→ **Exercise aim**
Copy the lines below verbatim, but only from the line containing "For each instance of the muddy puddle" through the end of the data.

══ Records supplied

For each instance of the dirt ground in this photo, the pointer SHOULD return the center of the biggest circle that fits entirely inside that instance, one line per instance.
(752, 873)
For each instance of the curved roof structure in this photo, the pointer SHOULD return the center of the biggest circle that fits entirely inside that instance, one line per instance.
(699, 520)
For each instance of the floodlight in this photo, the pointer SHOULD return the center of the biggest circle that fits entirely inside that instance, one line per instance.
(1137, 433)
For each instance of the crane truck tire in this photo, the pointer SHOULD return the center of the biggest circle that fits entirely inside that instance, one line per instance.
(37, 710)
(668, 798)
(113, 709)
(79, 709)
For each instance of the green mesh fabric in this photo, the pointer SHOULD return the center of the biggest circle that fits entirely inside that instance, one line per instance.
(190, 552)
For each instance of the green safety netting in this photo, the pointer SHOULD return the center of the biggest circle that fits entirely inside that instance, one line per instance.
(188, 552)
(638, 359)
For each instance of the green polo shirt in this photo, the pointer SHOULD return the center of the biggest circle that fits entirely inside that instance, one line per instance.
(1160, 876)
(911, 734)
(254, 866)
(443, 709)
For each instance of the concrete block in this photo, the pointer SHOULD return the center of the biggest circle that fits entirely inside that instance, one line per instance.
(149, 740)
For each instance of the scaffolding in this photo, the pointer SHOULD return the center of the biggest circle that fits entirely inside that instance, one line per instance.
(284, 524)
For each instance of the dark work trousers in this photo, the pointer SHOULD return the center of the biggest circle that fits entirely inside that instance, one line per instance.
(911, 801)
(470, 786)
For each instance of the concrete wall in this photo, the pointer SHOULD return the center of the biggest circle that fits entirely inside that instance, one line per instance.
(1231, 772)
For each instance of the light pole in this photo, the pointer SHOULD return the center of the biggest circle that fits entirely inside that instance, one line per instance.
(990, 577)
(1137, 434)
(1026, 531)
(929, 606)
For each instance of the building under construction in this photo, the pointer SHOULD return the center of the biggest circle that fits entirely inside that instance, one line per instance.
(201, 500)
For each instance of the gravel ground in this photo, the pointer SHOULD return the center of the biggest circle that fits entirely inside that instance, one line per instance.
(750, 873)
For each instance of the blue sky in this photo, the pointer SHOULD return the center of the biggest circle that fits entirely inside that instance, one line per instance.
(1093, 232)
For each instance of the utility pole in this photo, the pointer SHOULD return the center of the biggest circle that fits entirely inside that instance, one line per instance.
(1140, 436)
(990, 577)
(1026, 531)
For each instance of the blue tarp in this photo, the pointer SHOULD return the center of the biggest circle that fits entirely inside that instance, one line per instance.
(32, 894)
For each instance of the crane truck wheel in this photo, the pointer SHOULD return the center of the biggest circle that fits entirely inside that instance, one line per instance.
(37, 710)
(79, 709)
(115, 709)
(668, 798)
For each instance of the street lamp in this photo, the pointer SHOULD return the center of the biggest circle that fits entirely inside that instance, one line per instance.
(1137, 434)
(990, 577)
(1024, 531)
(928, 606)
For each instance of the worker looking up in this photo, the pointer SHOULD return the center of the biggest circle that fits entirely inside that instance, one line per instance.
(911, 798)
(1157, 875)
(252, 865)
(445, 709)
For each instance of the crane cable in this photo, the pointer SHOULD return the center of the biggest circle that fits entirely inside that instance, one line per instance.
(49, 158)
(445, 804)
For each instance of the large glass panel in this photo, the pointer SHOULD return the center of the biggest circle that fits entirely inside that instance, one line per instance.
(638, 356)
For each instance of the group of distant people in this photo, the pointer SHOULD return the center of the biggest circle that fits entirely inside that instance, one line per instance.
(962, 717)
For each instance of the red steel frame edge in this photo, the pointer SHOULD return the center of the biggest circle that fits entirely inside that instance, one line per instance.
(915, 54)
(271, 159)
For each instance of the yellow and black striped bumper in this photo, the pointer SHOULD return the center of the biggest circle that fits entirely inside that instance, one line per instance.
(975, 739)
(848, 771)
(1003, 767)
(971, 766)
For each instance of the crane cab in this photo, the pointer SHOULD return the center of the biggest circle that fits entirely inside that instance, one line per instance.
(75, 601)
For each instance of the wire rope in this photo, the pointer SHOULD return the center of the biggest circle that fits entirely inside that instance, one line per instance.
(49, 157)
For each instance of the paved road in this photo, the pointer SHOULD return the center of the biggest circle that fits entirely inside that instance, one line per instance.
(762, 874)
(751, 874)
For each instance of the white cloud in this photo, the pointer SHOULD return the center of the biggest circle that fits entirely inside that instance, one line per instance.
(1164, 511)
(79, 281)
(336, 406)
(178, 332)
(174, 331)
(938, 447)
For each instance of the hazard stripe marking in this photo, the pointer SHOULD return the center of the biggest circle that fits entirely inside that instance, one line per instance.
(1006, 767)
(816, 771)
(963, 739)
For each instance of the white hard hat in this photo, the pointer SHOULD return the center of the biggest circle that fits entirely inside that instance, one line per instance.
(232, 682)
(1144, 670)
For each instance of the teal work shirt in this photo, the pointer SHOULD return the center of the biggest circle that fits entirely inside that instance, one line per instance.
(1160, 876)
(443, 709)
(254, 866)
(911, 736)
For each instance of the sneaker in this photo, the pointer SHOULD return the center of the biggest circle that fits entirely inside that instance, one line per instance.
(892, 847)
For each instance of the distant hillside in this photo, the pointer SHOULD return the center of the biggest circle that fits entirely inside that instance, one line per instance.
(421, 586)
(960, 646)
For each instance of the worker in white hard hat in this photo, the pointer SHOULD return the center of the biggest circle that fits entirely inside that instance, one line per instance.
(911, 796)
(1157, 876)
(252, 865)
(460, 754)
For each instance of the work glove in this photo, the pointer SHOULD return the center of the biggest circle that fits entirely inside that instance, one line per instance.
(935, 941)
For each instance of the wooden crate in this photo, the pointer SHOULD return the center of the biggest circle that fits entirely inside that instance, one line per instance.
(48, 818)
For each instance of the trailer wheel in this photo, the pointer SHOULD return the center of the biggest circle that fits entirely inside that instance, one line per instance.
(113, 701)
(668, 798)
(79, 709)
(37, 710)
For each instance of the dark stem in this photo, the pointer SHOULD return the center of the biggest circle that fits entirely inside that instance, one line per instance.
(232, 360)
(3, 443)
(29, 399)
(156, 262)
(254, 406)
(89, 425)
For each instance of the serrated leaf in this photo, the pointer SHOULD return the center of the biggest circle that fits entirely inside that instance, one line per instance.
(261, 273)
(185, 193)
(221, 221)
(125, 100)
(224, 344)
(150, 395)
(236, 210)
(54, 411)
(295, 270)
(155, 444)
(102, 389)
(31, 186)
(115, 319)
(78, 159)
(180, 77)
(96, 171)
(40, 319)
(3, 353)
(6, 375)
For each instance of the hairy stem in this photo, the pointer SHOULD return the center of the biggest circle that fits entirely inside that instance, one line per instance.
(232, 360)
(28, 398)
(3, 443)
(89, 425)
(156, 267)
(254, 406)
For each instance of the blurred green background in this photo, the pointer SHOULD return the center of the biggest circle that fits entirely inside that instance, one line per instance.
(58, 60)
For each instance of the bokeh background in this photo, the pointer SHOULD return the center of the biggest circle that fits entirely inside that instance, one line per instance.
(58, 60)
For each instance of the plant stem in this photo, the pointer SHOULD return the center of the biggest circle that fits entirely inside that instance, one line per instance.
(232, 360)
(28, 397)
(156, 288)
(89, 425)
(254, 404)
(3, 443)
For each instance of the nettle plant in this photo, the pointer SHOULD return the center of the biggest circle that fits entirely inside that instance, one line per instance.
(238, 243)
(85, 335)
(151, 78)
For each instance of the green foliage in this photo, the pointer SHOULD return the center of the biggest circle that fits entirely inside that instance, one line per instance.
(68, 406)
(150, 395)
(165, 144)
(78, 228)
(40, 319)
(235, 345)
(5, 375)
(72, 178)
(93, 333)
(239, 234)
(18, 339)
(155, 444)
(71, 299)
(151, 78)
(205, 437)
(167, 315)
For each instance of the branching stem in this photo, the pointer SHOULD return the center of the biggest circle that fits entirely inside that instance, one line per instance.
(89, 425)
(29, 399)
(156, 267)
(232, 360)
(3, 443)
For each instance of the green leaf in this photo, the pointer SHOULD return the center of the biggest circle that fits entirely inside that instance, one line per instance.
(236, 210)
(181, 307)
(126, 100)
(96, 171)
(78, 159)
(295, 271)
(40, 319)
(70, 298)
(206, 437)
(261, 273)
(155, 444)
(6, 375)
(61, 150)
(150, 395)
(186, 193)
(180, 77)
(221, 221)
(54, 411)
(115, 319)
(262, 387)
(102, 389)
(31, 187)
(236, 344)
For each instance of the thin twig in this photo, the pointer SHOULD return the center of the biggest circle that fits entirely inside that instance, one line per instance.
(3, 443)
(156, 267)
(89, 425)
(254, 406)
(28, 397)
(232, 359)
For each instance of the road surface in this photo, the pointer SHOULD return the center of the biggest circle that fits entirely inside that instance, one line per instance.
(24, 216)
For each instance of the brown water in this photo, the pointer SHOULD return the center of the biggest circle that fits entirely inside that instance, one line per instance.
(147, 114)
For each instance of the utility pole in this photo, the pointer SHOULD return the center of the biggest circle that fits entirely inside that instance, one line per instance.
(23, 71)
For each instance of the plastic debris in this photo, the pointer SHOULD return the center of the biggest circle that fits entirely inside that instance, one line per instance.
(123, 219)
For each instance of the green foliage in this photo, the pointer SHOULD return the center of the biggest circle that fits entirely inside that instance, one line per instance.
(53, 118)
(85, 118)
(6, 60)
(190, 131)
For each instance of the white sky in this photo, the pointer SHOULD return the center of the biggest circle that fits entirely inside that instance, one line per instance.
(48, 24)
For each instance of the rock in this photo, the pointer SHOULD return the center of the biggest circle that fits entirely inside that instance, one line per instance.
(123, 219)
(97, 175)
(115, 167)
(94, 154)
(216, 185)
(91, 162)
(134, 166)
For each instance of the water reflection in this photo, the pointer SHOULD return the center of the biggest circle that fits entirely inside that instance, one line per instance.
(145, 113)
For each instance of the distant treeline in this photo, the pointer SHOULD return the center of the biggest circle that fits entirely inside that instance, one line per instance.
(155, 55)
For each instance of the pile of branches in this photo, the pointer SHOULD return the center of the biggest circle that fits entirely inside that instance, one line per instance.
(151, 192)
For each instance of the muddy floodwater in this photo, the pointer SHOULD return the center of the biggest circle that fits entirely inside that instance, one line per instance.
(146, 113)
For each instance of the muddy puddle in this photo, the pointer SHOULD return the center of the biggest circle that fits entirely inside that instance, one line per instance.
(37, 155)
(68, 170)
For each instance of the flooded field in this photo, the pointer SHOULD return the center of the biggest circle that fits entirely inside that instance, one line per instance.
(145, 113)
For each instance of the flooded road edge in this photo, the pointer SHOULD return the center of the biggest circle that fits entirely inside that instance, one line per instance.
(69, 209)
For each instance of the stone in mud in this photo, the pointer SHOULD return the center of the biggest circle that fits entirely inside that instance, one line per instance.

════

→ **Correct output**
For each instance of the muddy puddle in this photo, the pointer SHOULD return the center of the biggest circle that fits entirely inside that instance, one line per instance.
(37, 155)
(68, 170)
For each instance of the flooded field in this photo, the pointer SHOULD return the center of the biggest circle that fits entirely inside that instance, one line per instance.
(145, 113)
For each instance of the flooded road edge in this photo, the pointer SHOULD return the center of the biggest circle that fits entirely inside that instance, one line per instance.
(69, 209)
For each instance of the stone in mud in this photo, the pointer SHOULD return the center of the biggest circle that fits entirely inside that instance, one line per instance.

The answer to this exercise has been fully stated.